**Work to complete**
Please reproduce, exactly and in full, the lines from the one containing "respond with coords" to the end of the material below.
━━━━━━━━━━━━━━━━
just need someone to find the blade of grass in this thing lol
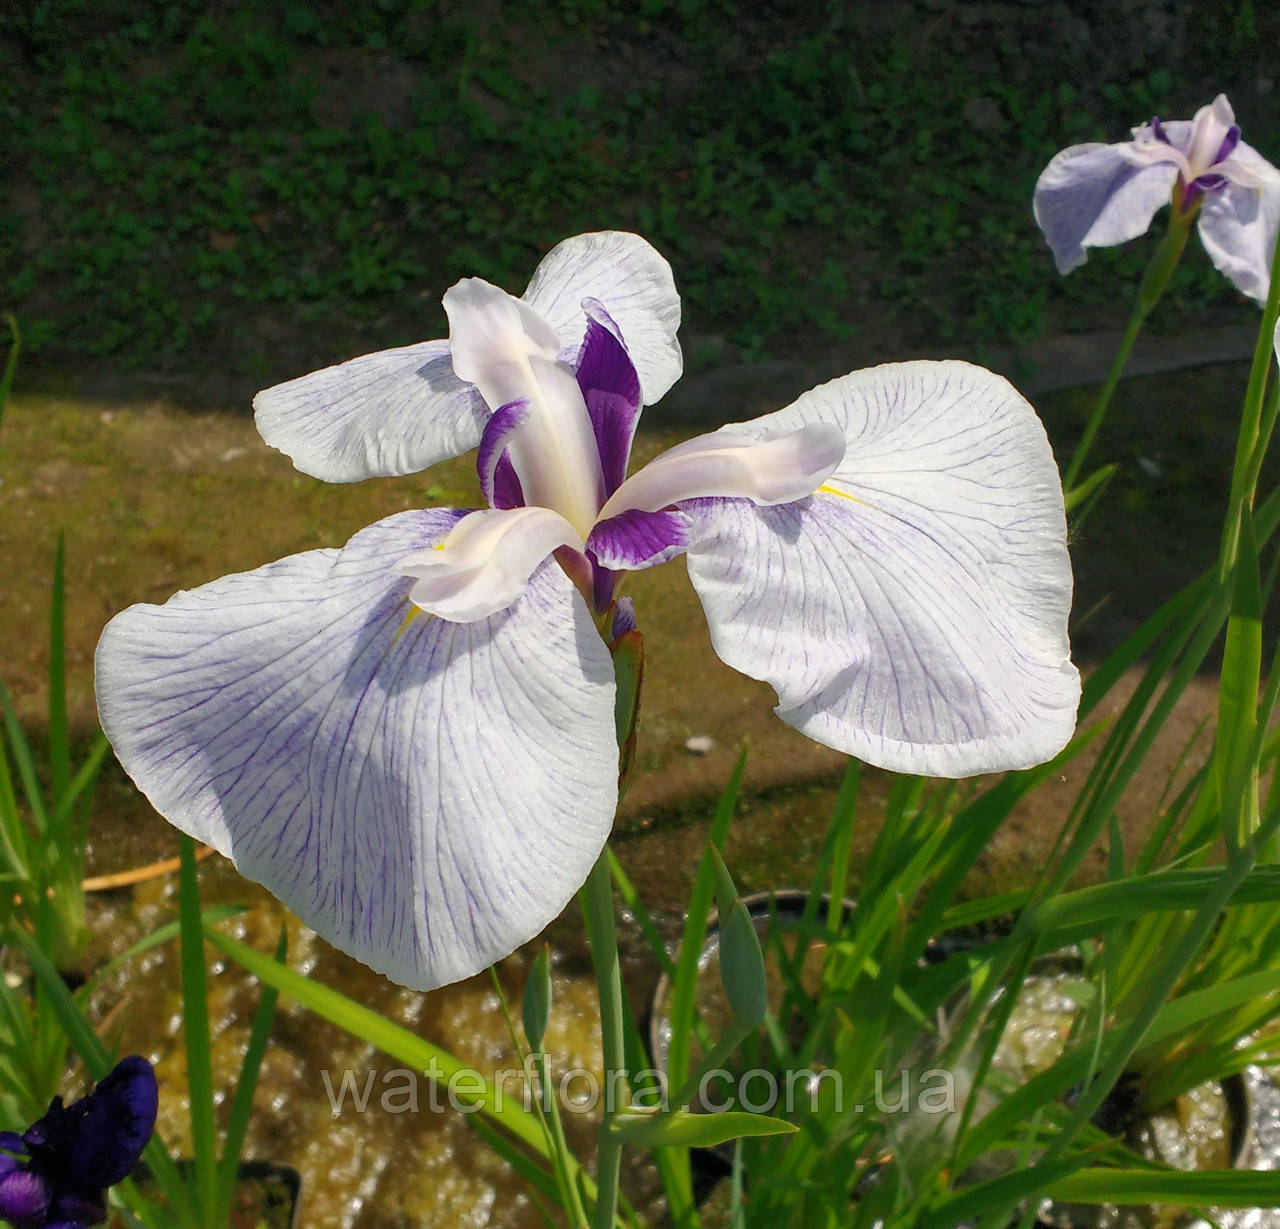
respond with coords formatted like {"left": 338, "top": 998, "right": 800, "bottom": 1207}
{"left": 0, "top": 682, "right": 50, "bottom": 833}
{"left": 1216, "top": 505, "right": 1262, "bottom": 855}
{"left": 202, "top": 925, "right": 554, "bottom": 1158}
{"left": 1048, "top": 1166, "right": 1280, "bottom": 1207}
{"left": 215, "top": 924, "right": 287, "bottom": 1229}
{"left": 177, "top": 834, "right": 218, "bottom": 1226}
{"left": 80, "top": 904, "right": 246, "bottom": 998}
━━━━━━━━━━━━━━━━
**Response to the task**
respond with coords formatted like {"left": 338, "top": 998, "right": 800, "bottom": 1207}
{"left": 0, "top": 682, "right": 50, "bottom": 833}
{"left": 1216, "top": 505, "right": 1262, "bottom": 855}
{"left": 202, "top": 925, "right": 554, "bottom": 1158}
{"left": 1048, "top": 1166, "right": 1280, "bottom": 1207}
{"left": 215, "top": 924, "right": 287, "bottom": 1229}
{"left": 177, "top": 834, "right": 218, "bottom": 1226}
{"left": 80, "top": 904, "right": 246, "bottom": 998}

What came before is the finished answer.